• _Instruction_:
Emit a verbatim copy of the lines running from the line with "Task: indicate each instance of the pink" through the end of the material below.

>>>

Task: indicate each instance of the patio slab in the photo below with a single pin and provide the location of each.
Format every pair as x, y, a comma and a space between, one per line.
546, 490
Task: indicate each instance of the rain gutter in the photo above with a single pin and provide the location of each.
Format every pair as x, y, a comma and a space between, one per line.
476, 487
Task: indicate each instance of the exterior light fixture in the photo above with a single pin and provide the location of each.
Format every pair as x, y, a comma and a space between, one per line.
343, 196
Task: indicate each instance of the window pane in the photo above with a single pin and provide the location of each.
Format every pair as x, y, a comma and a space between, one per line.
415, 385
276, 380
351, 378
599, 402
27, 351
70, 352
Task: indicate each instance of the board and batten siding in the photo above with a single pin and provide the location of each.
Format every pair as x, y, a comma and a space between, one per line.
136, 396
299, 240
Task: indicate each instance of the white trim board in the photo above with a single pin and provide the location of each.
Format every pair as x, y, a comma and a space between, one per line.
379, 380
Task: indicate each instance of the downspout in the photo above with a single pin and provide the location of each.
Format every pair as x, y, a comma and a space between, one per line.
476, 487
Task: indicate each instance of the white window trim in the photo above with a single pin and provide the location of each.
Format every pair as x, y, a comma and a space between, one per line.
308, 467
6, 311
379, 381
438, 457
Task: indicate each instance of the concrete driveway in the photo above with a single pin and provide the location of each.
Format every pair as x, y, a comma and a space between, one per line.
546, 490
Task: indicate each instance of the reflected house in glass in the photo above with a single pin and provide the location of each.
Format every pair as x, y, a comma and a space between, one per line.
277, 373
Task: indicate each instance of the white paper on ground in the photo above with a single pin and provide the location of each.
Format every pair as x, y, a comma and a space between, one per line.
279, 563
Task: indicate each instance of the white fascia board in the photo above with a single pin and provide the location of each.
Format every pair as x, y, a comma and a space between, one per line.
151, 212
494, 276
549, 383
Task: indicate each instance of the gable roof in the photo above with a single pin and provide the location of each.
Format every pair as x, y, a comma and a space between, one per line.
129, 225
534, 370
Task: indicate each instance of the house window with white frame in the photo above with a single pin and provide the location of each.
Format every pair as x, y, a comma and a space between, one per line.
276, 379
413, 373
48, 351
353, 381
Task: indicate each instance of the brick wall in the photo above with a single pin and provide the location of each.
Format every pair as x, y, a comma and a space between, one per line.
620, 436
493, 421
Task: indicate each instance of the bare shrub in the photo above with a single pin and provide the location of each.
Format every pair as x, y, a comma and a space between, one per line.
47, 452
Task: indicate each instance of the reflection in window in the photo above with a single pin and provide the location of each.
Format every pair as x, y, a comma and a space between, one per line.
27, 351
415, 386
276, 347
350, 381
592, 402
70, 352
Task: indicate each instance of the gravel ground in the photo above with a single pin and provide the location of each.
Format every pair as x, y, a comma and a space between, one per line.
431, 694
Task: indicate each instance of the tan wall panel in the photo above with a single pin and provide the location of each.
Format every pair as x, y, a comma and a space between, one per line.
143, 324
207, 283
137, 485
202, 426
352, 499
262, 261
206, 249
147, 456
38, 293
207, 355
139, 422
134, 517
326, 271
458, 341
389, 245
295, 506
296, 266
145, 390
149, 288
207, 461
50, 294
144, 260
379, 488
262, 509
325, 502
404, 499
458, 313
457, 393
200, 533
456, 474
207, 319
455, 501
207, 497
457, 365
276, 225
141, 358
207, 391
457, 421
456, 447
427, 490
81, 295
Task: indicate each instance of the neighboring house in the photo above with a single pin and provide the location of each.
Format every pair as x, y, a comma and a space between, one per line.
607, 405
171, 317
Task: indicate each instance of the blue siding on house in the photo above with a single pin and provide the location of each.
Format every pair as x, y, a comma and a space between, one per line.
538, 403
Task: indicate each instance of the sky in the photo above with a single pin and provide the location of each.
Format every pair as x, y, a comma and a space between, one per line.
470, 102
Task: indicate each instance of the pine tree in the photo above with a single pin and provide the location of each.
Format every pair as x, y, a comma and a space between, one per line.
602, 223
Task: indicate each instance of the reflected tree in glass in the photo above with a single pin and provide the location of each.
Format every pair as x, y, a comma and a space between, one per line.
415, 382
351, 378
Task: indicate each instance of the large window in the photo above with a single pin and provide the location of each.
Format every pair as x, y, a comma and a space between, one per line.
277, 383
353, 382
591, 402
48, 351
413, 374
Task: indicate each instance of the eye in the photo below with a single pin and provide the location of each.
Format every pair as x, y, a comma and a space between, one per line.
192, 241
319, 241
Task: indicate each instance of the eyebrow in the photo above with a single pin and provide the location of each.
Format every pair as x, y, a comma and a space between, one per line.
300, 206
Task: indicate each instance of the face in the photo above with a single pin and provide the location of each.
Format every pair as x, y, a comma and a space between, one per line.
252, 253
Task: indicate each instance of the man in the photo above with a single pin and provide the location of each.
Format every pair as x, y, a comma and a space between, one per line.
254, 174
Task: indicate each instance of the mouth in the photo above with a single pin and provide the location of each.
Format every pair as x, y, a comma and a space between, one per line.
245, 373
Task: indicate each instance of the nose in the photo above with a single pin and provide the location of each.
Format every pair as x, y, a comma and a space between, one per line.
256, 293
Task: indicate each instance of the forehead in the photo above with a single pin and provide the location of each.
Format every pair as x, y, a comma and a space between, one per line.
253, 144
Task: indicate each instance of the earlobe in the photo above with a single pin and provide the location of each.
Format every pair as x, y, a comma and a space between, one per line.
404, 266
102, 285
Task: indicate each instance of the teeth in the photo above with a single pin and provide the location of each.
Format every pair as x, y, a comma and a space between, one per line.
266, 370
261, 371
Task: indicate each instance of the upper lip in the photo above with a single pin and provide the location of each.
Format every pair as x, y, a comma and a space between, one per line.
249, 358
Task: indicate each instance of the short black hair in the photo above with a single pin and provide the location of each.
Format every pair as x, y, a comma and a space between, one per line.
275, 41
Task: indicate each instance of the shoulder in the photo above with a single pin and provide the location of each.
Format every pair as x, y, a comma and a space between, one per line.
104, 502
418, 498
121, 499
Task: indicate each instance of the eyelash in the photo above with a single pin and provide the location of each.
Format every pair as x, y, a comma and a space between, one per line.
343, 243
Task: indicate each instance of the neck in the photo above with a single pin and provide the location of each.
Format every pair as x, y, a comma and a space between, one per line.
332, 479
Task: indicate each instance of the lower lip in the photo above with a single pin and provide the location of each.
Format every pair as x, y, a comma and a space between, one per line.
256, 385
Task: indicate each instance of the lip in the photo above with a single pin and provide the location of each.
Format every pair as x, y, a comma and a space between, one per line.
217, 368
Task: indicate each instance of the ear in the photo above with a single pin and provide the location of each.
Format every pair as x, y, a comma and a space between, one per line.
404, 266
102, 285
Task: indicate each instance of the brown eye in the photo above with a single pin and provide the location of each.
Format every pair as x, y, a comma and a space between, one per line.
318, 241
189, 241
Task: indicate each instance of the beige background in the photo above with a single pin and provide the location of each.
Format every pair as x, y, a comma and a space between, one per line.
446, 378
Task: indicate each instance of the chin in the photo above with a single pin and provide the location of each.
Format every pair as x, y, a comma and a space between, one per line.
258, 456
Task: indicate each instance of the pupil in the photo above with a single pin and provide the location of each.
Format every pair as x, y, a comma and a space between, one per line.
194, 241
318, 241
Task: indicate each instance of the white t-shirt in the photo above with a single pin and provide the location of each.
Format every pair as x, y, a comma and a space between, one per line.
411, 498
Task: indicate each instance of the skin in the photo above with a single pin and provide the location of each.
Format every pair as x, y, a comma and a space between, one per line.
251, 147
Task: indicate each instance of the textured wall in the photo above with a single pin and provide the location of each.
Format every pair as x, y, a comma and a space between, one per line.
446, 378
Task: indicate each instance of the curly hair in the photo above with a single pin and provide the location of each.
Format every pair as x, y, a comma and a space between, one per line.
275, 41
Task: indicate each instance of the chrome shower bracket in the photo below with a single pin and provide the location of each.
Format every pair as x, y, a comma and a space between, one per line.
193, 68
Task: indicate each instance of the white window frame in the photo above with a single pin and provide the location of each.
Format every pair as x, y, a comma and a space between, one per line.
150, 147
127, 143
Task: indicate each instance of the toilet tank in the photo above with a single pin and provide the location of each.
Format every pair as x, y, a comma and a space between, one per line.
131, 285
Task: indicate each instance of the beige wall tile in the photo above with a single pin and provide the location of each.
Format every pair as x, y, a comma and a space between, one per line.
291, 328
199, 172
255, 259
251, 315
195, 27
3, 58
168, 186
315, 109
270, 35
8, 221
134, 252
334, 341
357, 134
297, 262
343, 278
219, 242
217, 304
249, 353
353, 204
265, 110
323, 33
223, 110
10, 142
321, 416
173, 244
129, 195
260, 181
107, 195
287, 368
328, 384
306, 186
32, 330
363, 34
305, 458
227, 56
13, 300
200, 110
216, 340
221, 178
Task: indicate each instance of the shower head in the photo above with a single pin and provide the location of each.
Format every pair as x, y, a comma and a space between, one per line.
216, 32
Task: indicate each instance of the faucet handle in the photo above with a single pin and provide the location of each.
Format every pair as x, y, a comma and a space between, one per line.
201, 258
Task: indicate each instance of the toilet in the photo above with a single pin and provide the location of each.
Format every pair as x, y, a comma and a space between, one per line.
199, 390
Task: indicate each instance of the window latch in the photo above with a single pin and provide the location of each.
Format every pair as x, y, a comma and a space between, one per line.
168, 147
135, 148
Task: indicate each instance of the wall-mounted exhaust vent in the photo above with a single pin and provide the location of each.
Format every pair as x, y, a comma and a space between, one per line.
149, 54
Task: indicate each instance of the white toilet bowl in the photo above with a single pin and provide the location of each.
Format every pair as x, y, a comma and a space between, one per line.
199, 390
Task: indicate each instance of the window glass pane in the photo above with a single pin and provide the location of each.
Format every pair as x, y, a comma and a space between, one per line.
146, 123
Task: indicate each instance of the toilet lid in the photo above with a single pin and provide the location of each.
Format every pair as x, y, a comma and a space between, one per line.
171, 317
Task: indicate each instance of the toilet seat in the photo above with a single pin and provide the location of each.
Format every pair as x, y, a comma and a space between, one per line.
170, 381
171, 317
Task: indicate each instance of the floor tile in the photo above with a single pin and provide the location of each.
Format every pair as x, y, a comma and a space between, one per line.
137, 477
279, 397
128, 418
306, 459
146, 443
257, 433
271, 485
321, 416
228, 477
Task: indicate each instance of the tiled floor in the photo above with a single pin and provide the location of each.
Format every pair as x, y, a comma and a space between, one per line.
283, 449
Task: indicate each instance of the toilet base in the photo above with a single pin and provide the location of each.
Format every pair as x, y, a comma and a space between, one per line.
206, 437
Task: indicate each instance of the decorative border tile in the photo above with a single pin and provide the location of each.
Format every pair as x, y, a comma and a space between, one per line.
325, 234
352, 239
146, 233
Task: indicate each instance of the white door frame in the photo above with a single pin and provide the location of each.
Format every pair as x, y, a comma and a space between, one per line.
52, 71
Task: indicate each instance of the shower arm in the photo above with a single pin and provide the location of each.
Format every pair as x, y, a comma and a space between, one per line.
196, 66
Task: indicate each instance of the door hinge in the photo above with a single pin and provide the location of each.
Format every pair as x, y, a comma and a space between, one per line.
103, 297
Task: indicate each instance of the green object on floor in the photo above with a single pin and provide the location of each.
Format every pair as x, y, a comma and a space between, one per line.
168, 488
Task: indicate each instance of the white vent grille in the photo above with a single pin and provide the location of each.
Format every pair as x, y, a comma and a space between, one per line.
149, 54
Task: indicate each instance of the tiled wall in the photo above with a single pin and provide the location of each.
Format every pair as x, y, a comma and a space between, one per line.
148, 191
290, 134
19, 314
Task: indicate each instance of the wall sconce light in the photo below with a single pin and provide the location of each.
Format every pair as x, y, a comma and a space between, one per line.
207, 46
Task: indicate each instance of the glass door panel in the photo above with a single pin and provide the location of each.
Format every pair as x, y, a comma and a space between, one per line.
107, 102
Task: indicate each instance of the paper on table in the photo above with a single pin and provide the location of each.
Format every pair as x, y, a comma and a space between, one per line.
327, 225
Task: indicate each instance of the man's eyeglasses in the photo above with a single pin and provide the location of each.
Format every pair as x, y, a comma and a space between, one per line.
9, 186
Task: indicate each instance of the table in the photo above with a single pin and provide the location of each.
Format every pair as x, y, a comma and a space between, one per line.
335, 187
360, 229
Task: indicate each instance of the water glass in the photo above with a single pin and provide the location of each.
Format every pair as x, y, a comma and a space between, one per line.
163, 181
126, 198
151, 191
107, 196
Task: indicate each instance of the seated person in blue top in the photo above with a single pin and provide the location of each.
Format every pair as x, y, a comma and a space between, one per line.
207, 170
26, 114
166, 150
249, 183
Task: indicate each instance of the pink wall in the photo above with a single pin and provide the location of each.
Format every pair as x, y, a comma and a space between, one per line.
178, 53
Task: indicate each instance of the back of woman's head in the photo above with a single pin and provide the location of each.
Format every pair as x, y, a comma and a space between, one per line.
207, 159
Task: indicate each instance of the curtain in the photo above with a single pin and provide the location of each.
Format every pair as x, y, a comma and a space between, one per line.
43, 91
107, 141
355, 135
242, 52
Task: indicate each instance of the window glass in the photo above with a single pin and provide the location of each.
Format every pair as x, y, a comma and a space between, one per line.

<<<

• _Full solution_:
Task: indicate each instance of the pink wall in the photo above with a single pin and provide the location of each.
Format every pair as x, y, a comma and a space between, one per line.
178, 53
Task: indicate each instance of the back of woman's head in the photo above with a single pin and provide the location of each.
Format every pair as x, y, a comma and a space between, one per line.
207, 159
Task: indicate each instance of the curtain in the photo above with a single pin and provide the location of each.
Format every pair as x, y, a comma and a space between, one per line.
43, 91
107, 141
355, 135
242, 52
Task: indicate each instance of the window glass in the photo above with a single pin and provide the location of each.
Format every pair as x, y, a comma and a space between, one per line.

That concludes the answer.